What is expected:
Every record below is to be retyped exactly.

Entries shown:
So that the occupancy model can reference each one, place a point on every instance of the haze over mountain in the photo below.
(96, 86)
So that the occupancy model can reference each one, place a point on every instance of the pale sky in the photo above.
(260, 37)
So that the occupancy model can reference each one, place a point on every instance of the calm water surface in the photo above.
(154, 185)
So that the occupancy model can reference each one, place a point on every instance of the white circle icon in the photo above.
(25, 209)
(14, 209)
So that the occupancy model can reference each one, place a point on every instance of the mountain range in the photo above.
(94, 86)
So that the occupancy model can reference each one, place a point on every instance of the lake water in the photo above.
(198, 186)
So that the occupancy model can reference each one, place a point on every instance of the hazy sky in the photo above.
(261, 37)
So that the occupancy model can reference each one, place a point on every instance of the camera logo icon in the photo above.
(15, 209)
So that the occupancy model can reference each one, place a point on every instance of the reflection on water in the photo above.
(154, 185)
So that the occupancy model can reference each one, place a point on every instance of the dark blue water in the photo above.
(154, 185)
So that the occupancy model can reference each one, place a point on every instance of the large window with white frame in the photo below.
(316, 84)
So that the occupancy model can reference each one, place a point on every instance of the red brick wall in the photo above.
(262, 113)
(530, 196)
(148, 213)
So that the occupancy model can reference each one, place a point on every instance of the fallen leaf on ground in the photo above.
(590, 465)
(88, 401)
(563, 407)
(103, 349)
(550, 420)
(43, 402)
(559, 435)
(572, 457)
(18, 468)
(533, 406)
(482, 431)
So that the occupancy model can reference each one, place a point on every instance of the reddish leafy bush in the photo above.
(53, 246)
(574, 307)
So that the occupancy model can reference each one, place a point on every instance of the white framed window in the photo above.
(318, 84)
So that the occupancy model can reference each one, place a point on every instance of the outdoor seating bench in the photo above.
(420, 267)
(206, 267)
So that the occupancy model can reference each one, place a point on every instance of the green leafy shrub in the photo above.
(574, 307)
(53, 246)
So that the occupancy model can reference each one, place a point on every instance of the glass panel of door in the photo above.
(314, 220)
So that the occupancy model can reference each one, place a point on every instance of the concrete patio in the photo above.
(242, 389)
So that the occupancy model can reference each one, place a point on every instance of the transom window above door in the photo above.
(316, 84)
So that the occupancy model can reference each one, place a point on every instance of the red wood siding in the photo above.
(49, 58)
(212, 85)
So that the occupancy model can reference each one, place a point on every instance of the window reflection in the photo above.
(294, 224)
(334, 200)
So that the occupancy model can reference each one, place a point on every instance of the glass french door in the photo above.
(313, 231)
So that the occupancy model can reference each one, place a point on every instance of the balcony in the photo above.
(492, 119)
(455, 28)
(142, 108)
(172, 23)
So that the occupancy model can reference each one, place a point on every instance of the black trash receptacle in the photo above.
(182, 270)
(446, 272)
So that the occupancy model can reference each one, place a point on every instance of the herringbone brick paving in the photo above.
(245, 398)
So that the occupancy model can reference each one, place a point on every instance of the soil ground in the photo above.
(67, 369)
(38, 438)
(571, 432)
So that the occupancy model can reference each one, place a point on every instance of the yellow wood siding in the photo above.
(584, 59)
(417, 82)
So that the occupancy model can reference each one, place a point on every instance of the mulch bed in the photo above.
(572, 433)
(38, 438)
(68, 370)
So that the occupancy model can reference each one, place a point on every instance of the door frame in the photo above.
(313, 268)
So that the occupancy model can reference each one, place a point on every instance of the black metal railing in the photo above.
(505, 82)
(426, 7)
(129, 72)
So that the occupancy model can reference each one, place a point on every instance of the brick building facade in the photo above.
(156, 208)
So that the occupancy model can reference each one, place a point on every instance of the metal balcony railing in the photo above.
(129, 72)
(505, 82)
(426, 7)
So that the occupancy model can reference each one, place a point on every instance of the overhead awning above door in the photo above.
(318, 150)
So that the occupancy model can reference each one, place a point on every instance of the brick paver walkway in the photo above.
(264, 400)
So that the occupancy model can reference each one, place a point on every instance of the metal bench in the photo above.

Completed exercise:
So that the occupancy model can reference each one, place a point on every instance of the haze over mountain in the photo below.
(96, 86)
So that the occupancy model can reference each one, place a point on every instance of the pale sky in the photo above.
(260, 37)
So that the occupancy model can reference each one, place a point on every instance of the calm water surface in the photo above.
(154, 185)
So that the occupancy model can reference each one, place a point on every instance of the white circle icon in the photo above.
(25, 209)
(14, 209)
So that the occupancy model can reference each one, place a point on every instance of the mountain range in the photo above.
(94, 86)
So that the occupancy model can reference each one, place a point on every instance of the lake water in the photo above.
(198, 186)
So that the occupancy model can reference each one, place a point on every instance of the hazy sky in the photo above.
(261, 37)
So that the occupancy model can reference each one, place a point on every instance of the camera logo icon in the photo above.
(15, 209)
So that the occupancy model can reference each one, place a point on every instance of the reflection on water in the photo above.
(154, 185)
So that the occupancy model can reference each one, place a point on every instance of the dark blue water in the photo above.
(154, 185)
So that the occupancy model can reference each one, place a point on every instance of the large window with white frame in the photo below.
(316, 84)
So that the occupancy model can reference each one, place a point on every instance of the red brick wall in the photo above.
(262, 113)
(530, 196)
(148, 213)
So that the occupancy model can reference each one, place a point on every instance of the fallen leaf on ground in the photo above.
(590, 465)
(88, 401)
(563, 407)
(103, 349)
(550, 420)
(43, 402)
(559, 435)
(572, 457)
(18, 468)
(533, 406)
(482, 431)
So that the occupancy model can reference each one, place a point on every instance of the reddish leafy bush in the photo above.
(53, 246)
(574, 307)
So that the occupancy model can reference each one, place a point on every instance of the white framed window in the photo above.
(318, 84)
So that the occupancy model can reference each one, place a point on every instance of the outdoor seating bench in the photo above.
(420, 267)
(206, 267)
So that the occupancy model can reference each one, place a point on every instance of the green leafy shrub in the photo above.
(574, 307)
(53, 246)
So that the occupancy model can reference each one, place a point on every instance of the glass panel of door in the photo above.
(314, 220)
So that the occupancy model can reference each one, place a point on every instance of the concrete patio in the photo above.
(242, 389)
So that the occupancy model can reference each one, place a point on every instance of the transom window above door in the photo above.
(316, 84)
So that the occupancy model can reference each one, place a point on every instance of the red wood siding in the photo above.
(49, 58)
(212, 85)
So that the occupancy model can reference each one, place a point on every instance of the window reflection in the photo above.
(294, 224)
(334, 200)
So that the occupancy model can reference each one, place a point on every instance of the glass french door in the photo above.
(313, 231)
So that the occupancy model can reference each one, place a point on every instance of the balcony in the photo above.
(492, 119)
(455, 28)
(142, 108)
(172, 23)
So that the occupancy model can reference each one, place a point on every instance of the black trash receptacle in the photo above.
(182, 270)
(446, 272)
So that the occupancy model can reference each one, place a point on every instance of the herringbone brick paving in the photo above.
(245, 398)
So that the occupancy model can reference each one, place a point on every instance of the soil ground in the photo above.
(67, 369)
(38, 438)
(571, 432)
So that the occupancy model can reference each one, place a point on every instance of the yellow wood siding in the photo above.
(584, 59)
(417, 82)
So that the occupancy model can reference each one, place a point on every instance of the mulch bed in the photo above.
(572, 433)
(38, 438)
(68, 370)
So that the occupancy model can reference each one, place a point on every instance of the door frame in the photo above.
(313, 268)
So that the occupancy model can reference each one, place a point on every instance of the black metal railing in the photo above.
(505, 82)
(426, 7)
(129, 72)
So that the occupancy model can reference each one, place a point on every instance of the brick building facade in the photo above.
(156, 208)
So that the occupancy model can reference each one, place a point on every instance of the metal balcony railing in the photo above.
(129, 72)
(505, 82)
(426, 7)
So that the occupancy model can reference each one, place a point on every instance of the overhead awning above door in the photo above.
(318, 150)
So that the occupancy model can reference each one, place a point on every instance of the brick paver walkway in the photo above.
(264, 400)
So that the occupancy model can reference each one, place a point on every instance of the metal bench in the photo above.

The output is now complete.